Task requirements:
In the data that follows, find each line containing "helicopter" and copy it.

━━━ Dataset ━━━

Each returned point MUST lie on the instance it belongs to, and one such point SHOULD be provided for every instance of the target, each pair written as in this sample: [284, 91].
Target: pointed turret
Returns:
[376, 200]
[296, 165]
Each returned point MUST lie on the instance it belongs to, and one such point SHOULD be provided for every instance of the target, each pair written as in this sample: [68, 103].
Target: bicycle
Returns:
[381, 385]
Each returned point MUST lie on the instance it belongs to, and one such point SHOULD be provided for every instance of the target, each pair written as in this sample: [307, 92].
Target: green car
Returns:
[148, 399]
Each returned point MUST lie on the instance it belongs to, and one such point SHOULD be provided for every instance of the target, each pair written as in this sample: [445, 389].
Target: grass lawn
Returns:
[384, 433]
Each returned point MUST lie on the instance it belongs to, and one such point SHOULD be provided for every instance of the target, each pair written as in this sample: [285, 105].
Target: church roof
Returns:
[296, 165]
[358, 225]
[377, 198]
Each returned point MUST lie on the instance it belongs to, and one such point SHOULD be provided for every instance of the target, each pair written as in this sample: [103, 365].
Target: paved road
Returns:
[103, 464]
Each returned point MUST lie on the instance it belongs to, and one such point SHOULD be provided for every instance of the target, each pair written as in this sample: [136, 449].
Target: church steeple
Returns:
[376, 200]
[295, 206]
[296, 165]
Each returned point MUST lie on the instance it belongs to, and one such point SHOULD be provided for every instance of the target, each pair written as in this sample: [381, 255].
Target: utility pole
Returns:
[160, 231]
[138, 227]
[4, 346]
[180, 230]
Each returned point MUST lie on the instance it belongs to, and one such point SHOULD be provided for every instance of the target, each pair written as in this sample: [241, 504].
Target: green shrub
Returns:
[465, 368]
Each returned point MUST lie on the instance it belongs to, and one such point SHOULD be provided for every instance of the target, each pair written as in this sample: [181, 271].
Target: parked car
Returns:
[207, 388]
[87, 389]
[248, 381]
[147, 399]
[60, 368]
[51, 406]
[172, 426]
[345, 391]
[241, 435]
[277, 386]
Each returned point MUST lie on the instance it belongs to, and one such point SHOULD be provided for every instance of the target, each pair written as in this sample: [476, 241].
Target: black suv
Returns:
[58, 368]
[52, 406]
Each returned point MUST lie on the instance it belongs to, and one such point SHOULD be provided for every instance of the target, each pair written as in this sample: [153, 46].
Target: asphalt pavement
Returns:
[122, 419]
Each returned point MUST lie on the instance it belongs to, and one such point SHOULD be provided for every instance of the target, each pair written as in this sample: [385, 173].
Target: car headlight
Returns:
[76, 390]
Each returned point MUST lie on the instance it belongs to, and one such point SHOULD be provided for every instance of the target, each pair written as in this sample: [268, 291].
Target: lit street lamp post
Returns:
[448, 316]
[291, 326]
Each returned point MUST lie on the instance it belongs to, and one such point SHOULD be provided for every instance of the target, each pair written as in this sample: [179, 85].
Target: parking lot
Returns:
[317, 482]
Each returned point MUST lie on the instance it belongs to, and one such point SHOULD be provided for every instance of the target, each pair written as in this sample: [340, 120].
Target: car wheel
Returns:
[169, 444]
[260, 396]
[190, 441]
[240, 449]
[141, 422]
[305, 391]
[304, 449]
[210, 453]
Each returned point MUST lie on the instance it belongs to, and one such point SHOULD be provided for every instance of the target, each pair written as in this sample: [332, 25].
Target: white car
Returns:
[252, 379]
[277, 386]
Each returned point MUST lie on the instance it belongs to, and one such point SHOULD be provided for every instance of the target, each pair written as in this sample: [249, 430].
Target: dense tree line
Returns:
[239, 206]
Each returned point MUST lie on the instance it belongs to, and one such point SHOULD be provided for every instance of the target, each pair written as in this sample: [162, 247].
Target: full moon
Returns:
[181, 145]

━━━
━━━ Dataset ━━━

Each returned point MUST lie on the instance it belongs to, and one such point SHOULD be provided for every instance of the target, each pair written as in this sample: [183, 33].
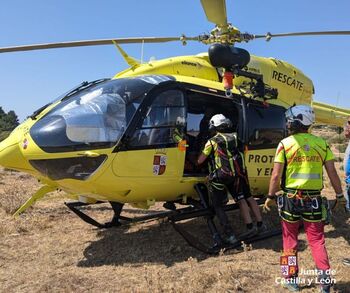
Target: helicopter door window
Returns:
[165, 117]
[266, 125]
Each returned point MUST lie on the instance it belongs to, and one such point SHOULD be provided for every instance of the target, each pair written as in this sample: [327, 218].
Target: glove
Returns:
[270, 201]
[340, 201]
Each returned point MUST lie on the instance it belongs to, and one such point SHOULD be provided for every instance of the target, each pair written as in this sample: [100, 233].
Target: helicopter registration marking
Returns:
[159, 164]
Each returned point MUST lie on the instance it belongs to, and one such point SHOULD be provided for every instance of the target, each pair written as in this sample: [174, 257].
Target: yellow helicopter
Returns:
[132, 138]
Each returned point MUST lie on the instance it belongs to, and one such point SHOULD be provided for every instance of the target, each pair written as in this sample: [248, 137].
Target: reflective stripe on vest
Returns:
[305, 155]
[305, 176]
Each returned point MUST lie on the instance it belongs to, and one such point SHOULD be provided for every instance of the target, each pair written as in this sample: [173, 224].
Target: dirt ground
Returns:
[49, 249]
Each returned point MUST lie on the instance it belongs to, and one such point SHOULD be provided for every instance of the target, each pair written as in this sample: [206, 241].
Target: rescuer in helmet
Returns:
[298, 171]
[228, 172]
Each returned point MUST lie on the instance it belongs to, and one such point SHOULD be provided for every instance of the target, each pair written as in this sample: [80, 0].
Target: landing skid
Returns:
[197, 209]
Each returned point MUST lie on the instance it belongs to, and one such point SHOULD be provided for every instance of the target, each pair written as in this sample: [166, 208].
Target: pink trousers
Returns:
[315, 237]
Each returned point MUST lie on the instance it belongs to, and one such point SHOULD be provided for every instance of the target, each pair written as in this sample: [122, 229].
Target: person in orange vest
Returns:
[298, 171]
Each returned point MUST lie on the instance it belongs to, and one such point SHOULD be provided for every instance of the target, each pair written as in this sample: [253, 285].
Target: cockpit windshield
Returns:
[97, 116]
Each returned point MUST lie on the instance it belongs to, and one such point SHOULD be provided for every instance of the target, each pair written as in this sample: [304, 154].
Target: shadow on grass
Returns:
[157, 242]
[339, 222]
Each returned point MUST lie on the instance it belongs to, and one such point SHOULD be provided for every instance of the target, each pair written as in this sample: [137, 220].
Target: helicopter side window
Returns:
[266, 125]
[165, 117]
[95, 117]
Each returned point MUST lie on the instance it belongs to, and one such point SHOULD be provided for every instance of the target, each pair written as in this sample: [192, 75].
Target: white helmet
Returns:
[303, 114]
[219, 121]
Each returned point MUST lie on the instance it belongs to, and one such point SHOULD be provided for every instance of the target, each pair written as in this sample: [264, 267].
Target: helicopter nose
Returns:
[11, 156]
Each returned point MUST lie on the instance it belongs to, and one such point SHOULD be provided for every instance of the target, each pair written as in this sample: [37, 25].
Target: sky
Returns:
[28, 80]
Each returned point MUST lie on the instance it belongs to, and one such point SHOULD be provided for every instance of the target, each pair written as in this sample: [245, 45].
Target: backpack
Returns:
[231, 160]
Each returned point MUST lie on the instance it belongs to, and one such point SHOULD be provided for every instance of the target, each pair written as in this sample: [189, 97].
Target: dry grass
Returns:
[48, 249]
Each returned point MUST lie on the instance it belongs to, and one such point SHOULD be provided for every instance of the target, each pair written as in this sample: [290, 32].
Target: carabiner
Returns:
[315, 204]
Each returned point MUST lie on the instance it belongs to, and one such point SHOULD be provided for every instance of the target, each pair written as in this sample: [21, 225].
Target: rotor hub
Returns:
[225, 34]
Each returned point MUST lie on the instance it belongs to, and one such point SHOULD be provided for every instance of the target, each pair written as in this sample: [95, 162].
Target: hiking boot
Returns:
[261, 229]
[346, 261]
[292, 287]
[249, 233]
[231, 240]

━━━

Solution:
Target: helicopter door window
Target: helicopter registration marking
Target: yellow helicopter
Target: helicopter side window
Target: helicopter nose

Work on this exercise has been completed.